Sunroom today with "misty shade"
 

"She says it is not misty enough" the voice rang out or "We are nearly there, just a hint of coolness is still needed." Another time the world was informed "A smidgen of mystery is still absent. A wiff of the Sottish moors." The lovely part of it was that my friend was so serious and earnest he could have been choosing the paint colour for the Sistine Chapel in the Vatican. Finally, he created exactly the hue I wanted.
 
 
 
 

Gay, 1998, fat and juicy!

Our merry band of helpers disappeared for several weeks after they finished painting the sunroom. During their absence we arranged for the laying of a special drugget matting to be put down in the sunroom. This carpeting, that I had seen advertised in the "Vogue" magazine, was ony obtainable by purchasing from a Sydney firm. We arranged for a Hobart firm to lay all the various carpeting throughout the house. Kees and I travelled down to see how the floor coverings had turned out.

On entering the house I could hear that our friends, the workmen had returned to our project. Very pleased at the return of the wandering gang and thinking that the final phase may be on the near horizon, I hurried out to the sunroom where the voices were coming from with words of delight and encouragement forming on my lips. I was struck dead in my traps. Covering the floor were machines of every type, all the tools of their trade. There were sanders, machines for punching in nails, pots of paste [ they had been wallpapering in the bedrooms] a sawhorse and shavings, nails, blocks of wood and paste rags were all over the new floor covering.

"Do you know that I had to send to Sydney for this floor covering?" I asked

They looked at me with amazement and said they would clean it all up. They explained that they had thought it was only underlay and as it was raining it seemed like a good idea. I stomped off to pick off the black spot leaves from the old rose bushes.


 

The lovely rose "Sparrieshoop"

══════════

* [Jobs]
1. Answer these questions about the sunroom excerpt:
(a) In which magazine had the narrator seen the floor covering advertised?
(b) What did the workmen think the new floor covering was?
(c) What did the narrator go off to do after the workmen explained?
2. Decide whether each statement agrees with the sunroom excerpt, and quote the words that settle it:
(a) A Hobart firm laid the carpeting throughout the house.
(b) The workmen had been wallpapering in the kitchen.
(c) The helpers stayed away for several days after painting the sunroom.

Stored entries
══════════

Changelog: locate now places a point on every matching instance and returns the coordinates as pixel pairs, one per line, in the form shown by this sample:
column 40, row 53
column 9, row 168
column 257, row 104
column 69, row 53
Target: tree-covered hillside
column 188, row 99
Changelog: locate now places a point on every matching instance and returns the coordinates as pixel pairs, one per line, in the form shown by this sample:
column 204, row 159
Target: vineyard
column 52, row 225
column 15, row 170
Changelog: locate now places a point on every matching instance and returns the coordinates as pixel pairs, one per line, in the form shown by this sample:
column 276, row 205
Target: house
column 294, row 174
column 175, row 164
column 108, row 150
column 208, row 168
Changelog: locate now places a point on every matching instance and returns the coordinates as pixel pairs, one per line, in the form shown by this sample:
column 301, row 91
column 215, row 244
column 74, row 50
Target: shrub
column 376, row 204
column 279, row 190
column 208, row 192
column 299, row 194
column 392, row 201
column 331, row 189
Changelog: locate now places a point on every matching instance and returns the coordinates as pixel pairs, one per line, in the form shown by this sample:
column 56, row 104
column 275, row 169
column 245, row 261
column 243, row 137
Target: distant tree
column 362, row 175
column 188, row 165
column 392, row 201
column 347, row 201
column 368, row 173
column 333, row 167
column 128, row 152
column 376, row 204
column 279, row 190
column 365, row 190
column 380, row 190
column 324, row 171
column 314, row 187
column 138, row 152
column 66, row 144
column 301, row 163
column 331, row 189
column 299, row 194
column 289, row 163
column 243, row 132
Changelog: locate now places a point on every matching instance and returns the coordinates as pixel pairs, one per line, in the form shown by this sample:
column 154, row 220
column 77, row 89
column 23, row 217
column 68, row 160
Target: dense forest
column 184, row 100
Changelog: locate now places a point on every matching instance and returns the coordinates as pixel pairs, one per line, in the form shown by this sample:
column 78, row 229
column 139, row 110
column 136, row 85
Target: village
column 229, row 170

══════════

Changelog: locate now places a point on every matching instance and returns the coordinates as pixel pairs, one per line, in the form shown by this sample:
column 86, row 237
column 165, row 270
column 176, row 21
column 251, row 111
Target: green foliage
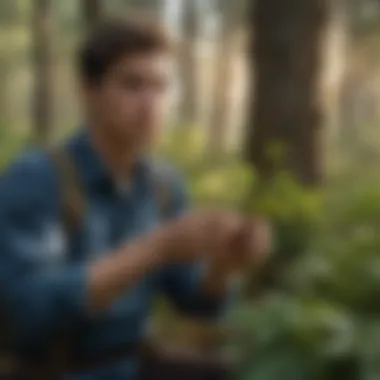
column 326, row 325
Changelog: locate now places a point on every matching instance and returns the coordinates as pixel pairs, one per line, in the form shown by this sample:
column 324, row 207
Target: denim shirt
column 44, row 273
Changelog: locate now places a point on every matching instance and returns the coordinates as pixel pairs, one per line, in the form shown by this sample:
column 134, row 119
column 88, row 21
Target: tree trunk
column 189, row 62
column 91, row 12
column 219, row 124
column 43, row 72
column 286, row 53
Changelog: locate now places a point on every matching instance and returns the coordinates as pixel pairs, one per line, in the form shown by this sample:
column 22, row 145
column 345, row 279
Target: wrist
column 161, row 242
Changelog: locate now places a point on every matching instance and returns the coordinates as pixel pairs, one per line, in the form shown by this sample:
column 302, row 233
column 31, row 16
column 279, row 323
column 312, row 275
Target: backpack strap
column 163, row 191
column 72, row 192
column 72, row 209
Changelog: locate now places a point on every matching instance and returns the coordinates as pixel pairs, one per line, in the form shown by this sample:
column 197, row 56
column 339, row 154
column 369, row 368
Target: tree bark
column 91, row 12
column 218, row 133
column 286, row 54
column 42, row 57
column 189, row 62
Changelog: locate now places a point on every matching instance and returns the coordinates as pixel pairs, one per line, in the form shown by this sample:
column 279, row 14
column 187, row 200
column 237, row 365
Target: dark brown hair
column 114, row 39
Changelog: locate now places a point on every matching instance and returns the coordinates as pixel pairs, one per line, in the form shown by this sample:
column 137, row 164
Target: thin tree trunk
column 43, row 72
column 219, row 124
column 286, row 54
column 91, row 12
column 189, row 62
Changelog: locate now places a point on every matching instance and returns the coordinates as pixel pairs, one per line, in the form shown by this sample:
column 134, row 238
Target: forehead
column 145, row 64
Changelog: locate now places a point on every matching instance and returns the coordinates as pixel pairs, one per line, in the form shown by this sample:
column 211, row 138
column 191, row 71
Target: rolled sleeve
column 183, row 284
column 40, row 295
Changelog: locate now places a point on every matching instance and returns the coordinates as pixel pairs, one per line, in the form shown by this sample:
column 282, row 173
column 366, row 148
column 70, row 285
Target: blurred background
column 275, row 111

══════════

* [Responses per task]
1.
(a) "Vogue"
(b) Only underlay
(c) Pick off the black spot leaves from the old rose bushes

2.
(a) Yes: "We arranged for a Hobart firm to lay all the various carpeting throughout the house."
(b) No: "they had been wallpapering in the bedrooms"
(c) No: "Our merry band of helpers disappeared for several weeks after they finished painting the sunroom."